| BRIEF |
Which general term for the garment does the writer of the guide to high neck tops say they personally prefer? Please answer in a few words.

| EXTRACT |
:::::

I’ve been wearing high neck tops regularly since I was a pre-teen, initially for sports and then simply because I found them comfortable and flexible as smart-casual wear. I inherited the first two from my mother who adversely enough dislikes them to a similar degree to which I love them. Hence in this guide I will try my best to outline both the positive and negative aspects of this surprisingly divisive and seemingly simple piece of clothing but will openly and honestly say that the high neck top is my go-to item.
High collars come on many garments be them tops, shirts, waistcoats or jackets e.g. Mandarin or Nehru styles but in modern Western culture they are most often associated with the ‘roll-neck’ though that in itself can be confusing. High necked clothing doesn’t have to roll, some have a collar high enough to be worn scrunched or rolled over and some are designed with just enough fabric to stand up and cover part of the neck.
The terms ‘turtle neck’ and ‘polo neck’ used to refer to the extent which collars with more fabric could be rolled i.e. turtle necks were apparently rolled down a few times to cover part of the neck and polo necks were folded once to cover the neck fully. The term ‘roll neck’ is a fusion of the two meaning either style.
WHAT IS IT EXACTLY?
One type of clothing, many names.
US: Turtle Neck
UK: Polo Neck.
All refer to what is basically a top with any length sleeves or sleeveless and most importantly a collar which covers at least part of the neck and is not sewn on separately such as on shirts/blouses.
It can be confusing to understand what a person means when they use any of the above terms because of culture differences e.g. in the UK the ‘turtle neck’ refers to a top usually of short sleeves, with a rounded and defined neckline that sits close to the base of the neck usually covering the collar bones but not always (known as a ‘crew neck’ too). OR in the US the term ‘polo neck’ could be mistaken for ‘polo shirt’ which is an item of apparel associated with people who play the sport polo. Those shirts have made their way into many schools as part of Physical Education uniforms as well. The Australian and New Zealand term ‘skivvy’ is probably most appropriate because ‘skivvy’ is also a common term for underwear or under garments in general and the top was and is still commonly worn for layering against the weather and was often worn by manual labourers, athletes and sailors.
WHY ARE THERE SO MANY NAMES FOR ONE PIECE OF CLOTHING?
It’s like ‘pants’ and ‘trousers’ or ‘sneakers’ and ‘trainers’, with nuances in language, geographical boundaries and new generations names change and mean different things. However it seems that we’ve reached a consensus and the term ‘roll-neck’ or ‘rollneck’ (à la the New York Times) has become the interchangeable overall term for the garment which includes any sub-types and makes defining those sub-types unnecessary. I think using a general term like that is helpful (though I personally prefer ‘high neck’) as defining what is essentially a basic and functional piece of clothing to its minute detail is pedantic unless part of a discussion between garment designers/manufacturers… Or fashion bloggers explaining their role in history 😉
SMART IN BOTH LOOKS AND BRAINS?
In the earlier part of the last century high necked tops were adopted from the working class by famous creative thespian types such as Noel Coward and Andy Warhol and hence made popular in fashionable circles full of raconteurs. Later on in the century they had filtered down to the less glittery but still artistic and thoughtful ‘poetry house/café crowd’. Either way they most oft adorned the bodies of those considered intellectual, deep and broody, creative or those self proclaimed as such and thought of as smart mouths and bums/street philosophers to many.
DOES THAT MAKE THEM ELITIST?

:::::

| RECORDED DATA |
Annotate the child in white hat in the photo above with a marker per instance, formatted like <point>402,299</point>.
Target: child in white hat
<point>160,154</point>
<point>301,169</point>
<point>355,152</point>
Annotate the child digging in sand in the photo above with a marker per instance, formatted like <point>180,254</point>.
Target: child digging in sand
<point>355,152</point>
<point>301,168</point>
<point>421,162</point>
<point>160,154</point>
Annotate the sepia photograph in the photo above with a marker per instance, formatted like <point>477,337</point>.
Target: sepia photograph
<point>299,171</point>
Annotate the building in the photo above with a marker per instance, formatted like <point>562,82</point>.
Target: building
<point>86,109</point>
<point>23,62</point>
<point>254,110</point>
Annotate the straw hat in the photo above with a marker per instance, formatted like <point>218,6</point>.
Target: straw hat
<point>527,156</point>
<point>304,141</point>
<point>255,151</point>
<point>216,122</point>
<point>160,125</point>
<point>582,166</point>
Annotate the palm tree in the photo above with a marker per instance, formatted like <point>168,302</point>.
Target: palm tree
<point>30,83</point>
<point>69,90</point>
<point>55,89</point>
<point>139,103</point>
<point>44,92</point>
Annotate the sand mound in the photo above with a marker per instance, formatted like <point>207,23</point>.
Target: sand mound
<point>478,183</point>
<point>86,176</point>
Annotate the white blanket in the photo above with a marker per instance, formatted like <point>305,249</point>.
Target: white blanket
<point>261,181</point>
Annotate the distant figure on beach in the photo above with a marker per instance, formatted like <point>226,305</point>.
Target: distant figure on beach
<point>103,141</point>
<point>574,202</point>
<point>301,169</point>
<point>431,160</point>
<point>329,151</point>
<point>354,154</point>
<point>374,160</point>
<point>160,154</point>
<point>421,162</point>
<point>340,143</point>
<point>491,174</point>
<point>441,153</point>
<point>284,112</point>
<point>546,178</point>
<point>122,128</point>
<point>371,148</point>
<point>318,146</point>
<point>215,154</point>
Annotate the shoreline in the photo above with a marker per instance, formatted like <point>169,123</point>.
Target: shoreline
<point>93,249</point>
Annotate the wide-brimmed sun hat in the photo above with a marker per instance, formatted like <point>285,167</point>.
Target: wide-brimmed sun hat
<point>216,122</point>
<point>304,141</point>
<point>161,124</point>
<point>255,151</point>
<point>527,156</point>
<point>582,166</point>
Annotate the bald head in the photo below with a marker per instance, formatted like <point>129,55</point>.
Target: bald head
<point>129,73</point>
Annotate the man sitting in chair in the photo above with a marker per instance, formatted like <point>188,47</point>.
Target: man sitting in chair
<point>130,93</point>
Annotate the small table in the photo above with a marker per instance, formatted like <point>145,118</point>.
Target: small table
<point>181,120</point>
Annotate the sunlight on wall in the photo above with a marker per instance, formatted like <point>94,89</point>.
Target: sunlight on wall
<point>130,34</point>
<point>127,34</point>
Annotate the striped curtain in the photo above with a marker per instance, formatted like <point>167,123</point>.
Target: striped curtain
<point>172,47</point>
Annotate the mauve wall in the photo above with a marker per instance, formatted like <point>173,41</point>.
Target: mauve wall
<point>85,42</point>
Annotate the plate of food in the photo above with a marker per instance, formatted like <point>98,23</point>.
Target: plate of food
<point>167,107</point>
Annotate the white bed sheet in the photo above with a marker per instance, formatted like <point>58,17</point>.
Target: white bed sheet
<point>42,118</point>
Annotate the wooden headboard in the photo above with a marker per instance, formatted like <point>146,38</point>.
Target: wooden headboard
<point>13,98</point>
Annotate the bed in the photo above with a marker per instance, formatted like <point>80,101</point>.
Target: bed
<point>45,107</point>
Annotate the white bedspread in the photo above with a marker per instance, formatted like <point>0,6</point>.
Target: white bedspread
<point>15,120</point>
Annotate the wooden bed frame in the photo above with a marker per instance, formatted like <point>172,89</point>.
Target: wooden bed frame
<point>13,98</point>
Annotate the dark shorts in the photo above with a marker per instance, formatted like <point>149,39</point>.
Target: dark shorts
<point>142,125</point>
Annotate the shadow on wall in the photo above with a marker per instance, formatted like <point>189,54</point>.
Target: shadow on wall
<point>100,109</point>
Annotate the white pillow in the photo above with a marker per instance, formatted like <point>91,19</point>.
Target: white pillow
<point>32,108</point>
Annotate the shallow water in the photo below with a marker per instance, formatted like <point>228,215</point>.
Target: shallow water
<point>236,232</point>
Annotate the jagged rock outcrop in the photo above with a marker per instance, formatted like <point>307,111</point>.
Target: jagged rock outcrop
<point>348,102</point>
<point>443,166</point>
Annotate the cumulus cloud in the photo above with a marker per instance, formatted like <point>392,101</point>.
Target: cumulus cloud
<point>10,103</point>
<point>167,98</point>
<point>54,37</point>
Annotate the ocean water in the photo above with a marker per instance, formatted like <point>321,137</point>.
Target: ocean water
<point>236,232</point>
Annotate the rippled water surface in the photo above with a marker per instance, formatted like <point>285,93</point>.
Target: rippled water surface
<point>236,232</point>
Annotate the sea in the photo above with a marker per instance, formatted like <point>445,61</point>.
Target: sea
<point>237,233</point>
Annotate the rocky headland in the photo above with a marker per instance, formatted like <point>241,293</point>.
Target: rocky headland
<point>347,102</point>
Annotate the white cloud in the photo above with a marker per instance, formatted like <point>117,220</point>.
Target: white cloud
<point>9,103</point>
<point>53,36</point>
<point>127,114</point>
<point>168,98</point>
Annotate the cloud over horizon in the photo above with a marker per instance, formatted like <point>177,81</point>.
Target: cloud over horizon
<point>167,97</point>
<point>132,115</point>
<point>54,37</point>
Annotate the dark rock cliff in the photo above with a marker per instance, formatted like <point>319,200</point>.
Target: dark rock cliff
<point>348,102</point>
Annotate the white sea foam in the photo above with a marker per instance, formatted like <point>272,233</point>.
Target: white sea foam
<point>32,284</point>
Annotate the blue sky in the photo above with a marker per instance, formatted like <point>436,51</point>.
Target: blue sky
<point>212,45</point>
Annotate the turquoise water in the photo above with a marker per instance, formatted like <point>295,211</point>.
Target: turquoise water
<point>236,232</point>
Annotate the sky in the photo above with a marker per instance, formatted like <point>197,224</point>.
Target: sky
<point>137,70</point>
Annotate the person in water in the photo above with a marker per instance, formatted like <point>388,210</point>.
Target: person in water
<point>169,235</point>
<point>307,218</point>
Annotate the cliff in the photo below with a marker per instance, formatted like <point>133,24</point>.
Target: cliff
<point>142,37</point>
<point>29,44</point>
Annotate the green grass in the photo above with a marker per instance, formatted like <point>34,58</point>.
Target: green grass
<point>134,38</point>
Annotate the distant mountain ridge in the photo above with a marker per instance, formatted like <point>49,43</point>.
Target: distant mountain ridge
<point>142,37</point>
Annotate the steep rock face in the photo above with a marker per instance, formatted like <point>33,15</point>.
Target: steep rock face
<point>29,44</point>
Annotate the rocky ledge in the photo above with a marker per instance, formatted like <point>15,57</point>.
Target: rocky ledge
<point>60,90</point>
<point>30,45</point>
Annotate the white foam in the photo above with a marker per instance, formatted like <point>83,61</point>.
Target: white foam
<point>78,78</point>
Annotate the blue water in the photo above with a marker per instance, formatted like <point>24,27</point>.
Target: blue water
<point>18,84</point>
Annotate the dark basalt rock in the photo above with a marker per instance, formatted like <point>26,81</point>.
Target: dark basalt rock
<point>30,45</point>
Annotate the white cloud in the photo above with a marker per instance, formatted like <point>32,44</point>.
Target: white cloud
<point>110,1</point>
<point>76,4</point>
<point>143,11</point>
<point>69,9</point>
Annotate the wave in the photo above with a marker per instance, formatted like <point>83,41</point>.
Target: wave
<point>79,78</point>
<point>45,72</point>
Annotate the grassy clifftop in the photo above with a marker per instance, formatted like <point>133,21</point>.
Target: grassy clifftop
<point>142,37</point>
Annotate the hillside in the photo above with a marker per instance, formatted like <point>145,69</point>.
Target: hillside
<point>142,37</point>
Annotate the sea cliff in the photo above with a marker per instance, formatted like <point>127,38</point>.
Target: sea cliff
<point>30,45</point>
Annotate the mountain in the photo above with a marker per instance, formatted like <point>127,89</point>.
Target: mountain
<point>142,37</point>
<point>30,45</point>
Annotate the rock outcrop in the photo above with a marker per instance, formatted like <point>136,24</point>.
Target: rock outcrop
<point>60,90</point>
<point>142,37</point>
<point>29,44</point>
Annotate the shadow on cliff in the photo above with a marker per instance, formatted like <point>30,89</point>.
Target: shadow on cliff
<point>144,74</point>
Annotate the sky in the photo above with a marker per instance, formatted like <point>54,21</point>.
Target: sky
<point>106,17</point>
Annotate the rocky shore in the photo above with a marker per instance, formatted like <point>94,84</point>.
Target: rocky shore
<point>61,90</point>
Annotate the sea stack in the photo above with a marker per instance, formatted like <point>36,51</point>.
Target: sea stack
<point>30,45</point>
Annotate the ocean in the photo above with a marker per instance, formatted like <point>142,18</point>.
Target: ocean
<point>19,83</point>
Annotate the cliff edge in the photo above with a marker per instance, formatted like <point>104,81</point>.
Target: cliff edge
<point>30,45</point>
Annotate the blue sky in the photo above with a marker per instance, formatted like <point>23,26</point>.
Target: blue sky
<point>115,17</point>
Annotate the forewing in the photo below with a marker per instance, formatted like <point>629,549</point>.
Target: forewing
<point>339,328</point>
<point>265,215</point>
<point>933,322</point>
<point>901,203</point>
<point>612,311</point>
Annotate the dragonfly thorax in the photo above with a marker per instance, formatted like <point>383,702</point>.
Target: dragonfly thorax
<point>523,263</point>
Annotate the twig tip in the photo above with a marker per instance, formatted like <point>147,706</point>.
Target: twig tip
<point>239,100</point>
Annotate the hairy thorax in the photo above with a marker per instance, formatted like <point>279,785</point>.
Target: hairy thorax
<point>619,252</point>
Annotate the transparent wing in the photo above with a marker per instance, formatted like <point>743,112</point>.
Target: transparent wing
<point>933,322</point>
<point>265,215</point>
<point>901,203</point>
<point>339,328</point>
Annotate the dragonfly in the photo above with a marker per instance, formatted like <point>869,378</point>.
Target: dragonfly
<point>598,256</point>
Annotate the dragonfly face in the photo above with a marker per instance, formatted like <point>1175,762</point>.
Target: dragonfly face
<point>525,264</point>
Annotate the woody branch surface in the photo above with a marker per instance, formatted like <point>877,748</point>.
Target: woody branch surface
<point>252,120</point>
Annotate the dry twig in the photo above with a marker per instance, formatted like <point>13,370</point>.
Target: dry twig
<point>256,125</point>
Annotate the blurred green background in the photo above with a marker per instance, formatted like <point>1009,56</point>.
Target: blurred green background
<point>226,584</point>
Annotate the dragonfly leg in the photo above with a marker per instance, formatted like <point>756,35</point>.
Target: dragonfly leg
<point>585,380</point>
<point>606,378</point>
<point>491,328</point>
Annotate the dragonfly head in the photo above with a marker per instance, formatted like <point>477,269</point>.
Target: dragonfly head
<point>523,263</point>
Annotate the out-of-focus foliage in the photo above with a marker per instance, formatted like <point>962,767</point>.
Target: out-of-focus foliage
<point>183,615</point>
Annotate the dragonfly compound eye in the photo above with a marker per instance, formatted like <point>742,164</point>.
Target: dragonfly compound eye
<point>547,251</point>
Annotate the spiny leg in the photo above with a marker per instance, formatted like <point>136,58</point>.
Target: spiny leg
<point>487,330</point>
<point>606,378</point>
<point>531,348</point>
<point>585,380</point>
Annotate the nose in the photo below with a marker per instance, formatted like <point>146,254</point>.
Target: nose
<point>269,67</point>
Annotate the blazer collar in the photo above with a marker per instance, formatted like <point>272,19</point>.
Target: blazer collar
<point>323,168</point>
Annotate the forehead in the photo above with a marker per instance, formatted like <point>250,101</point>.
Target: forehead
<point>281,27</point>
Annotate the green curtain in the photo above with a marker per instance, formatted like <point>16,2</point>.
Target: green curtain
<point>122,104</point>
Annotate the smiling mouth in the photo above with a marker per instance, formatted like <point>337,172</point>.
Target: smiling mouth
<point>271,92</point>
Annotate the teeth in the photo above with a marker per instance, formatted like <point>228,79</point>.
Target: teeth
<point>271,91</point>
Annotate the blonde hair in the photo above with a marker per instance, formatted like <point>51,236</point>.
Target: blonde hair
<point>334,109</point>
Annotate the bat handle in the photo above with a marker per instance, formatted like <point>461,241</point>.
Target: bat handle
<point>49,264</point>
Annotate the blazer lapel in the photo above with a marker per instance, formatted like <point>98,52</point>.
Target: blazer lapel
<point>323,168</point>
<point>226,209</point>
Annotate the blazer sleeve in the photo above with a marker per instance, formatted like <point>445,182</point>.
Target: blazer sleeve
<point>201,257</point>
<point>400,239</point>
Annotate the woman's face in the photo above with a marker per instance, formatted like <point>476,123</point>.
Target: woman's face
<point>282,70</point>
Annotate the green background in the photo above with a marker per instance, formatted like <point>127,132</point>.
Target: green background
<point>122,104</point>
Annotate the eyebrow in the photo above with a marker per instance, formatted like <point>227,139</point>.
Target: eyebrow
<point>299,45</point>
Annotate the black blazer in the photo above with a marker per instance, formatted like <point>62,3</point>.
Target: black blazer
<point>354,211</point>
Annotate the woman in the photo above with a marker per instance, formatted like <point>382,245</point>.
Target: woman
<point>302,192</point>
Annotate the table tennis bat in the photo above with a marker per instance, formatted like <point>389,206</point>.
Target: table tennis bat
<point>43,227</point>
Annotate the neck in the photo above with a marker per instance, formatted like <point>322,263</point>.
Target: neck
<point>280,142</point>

:::::

| RESULT |
'High neck'